- _Challenge_
Copy out, character for character, the lines of the records from the line with "written like <point>653,705</point>." to the line with "<point>799,465</point>", including both of those lines. Leave the pictures out of your copy.

═══ Record set ═══

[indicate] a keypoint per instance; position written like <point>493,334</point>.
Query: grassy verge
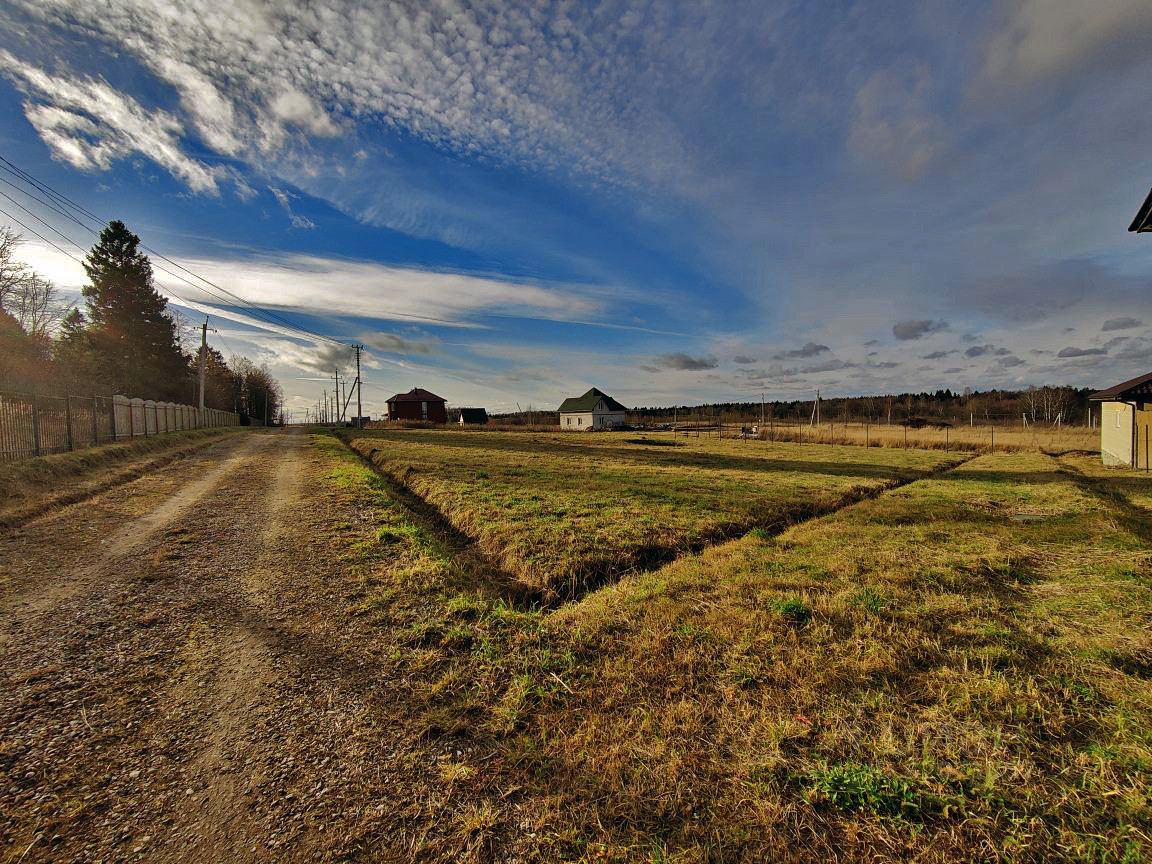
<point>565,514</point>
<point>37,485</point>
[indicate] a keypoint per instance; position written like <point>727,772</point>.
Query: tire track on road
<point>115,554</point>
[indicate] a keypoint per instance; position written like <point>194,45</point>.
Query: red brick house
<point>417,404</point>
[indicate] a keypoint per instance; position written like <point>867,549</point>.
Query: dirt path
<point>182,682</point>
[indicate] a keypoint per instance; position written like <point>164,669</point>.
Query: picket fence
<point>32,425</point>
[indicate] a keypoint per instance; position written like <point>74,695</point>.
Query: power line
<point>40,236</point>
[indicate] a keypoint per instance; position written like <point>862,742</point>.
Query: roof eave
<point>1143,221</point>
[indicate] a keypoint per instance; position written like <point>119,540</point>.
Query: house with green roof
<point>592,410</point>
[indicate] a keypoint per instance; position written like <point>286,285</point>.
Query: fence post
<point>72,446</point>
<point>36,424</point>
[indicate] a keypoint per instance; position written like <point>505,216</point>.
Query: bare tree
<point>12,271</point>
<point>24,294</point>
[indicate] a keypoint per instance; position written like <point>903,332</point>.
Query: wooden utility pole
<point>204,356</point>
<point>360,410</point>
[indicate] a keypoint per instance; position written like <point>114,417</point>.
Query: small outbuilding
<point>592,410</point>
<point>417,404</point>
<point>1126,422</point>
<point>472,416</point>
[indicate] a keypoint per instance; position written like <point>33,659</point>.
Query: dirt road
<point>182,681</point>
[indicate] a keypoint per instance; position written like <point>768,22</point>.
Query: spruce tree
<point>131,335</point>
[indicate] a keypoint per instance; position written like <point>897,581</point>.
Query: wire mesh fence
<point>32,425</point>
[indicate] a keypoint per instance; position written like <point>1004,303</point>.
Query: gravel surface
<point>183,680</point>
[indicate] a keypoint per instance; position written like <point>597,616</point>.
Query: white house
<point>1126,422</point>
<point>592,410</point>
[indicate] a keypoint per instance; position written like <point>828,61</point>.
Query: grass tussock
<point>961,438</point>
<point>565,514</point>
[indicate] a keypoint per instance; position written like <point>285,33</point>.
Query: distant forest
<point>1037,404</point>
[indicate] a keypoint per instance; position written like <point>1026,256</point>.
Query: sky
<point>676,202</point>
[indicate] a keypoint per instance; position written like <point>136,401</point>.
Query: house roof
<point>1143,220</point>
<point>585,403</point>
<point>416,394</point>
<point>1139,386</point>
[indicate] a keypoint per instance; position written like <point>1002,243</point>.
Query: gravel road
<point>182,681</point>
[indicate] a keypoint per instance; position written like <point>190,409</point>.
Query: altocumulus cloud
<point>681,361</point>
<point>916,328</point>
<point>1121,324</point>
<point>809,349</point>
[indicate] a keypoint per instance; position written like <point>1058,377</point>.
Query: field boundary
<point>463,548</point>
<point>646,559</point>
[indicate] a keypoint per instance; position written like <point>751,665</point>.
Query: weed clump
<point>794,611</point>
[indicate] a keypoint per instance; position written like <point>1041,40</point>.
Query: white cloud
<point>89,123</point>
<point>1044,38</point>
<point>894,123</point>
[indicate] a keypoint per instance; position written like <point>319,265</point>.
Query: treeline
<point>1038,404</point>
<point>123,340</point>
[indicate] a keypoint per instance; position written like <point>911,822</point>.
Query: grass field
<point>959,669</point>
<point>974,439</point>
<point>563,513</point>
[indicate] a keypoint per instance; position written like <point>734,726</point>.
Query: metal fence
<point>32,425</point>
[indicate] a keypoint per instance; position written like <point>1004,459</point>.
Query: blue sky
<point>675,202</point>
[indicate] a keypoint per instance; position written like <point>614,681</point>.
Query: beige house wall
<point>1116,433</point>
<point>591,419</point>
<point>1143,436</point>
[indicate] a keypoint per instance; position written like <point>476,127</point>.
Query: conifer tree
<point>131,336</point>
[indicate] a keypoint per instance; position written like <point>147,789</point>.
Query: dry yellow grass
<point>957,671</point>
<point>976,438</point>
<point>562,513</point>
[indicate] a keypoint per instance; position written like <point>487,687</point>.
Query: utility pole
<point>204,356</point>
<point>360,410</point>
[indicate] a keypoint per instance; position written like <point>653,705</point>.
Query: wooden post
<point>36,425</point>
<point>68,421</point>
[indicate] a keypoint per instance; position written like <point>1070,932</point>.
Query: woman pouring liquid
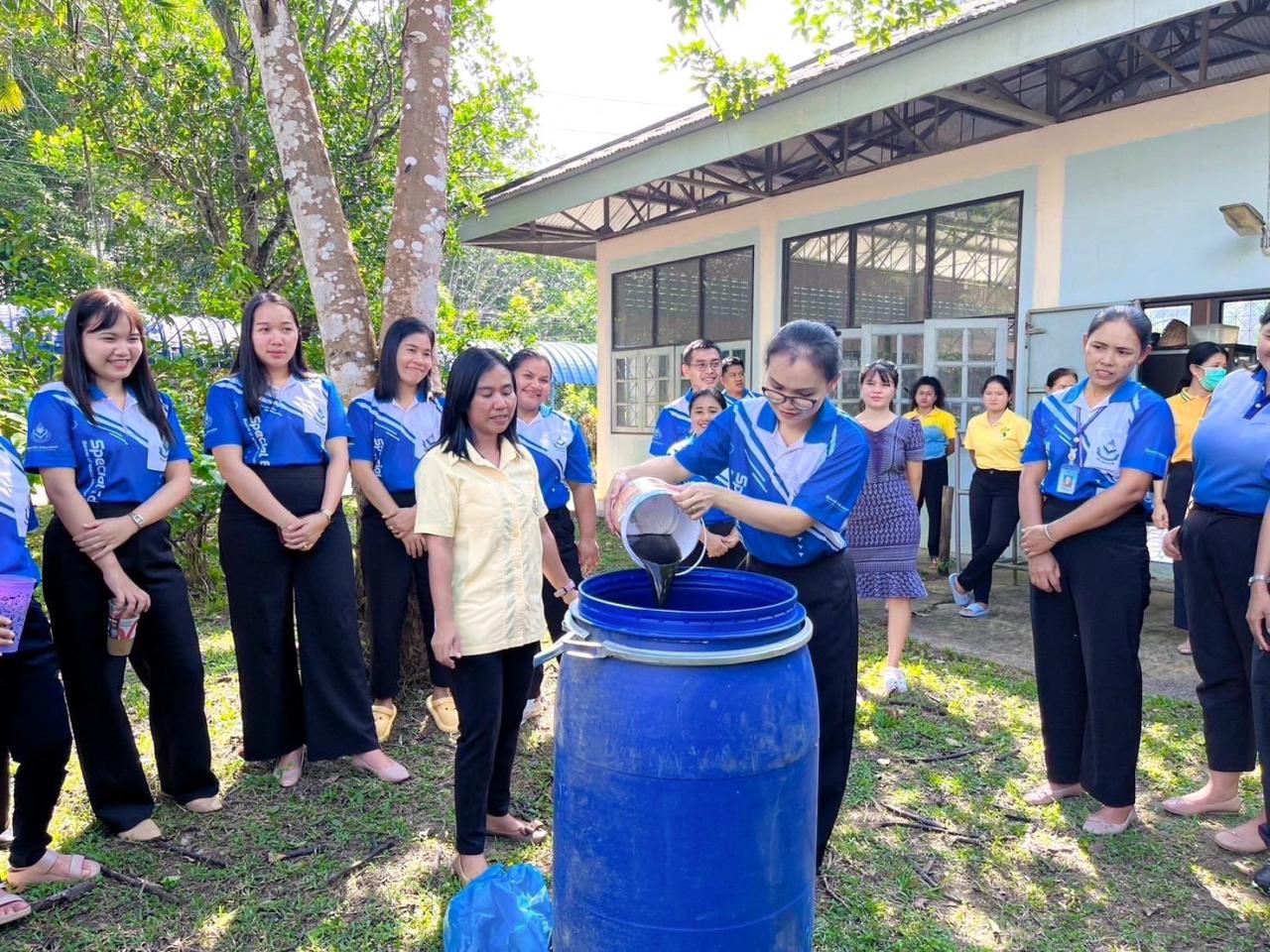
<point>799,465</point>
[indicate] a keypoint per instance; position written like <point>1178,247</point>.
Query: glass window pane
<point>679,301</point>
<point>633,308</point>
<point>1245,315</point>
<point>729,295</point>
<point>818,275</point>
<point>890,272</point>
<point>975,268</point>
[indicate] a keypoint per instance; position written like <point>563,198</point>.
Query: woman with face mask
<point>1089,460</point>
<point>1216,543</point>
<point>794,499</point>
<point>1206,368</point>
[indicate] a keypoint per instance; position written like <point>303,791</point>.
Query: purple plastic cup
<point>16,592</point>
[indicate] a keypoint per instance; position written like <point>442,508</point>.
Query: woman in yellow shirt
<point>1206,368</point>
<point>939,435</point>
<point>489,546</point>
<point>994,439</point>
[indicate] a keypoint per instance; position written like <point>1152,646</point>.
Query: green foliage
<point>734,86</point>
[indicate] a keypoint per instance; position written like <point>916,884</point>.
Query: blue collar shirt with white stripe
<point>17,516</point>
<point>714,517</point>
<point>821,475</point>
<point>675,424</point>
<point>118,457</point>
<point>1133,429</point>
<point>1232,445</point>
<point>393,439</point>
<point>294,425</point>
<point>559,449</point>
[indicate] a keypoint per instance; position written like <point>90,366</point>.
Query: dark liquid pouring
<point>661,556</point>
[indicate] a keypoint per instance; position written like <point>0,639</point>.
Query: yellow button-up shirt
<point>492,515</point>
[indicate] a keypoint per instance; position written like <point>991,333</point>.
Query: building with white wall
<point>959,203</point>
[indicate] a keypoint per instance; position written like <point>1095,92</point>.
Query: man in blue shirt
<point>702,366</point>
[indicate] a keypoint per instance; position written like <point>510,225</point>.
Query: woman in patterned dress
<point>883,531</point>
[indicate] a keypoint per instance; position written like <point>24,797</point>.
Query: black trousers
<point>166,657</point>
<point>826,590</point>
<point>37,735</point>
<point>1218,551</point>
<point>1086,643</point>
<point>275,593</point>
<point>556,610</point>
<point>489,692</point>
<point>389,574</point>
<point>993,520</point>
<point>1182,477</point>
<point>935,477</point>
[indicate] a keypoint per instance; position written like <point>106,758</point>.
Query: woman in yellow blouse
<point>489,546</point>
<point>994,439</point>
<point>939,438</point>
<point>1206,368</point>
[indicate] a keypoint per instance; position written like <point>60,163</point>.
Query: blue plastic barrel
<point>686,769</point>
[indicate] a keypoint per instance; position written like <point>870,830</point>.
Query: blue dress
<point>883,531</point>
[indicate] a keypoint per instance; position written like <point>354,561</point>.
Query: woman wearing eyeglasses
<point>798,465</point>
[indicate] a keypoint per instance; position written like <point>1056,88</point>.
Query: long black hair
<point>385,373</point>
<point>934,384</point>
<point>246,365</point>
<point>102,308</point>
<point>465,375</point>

═══

- _Reply_
[indicate] a keypoint per instance; position written like <point>653,705</point>.
Query: wooden post
<point>36,425</point>
<point>68,421</point>
[indicate] a keypoint per instance; position written like <point>1070,932</point>.
Query: woman pouring liquid
<point>799,465</point>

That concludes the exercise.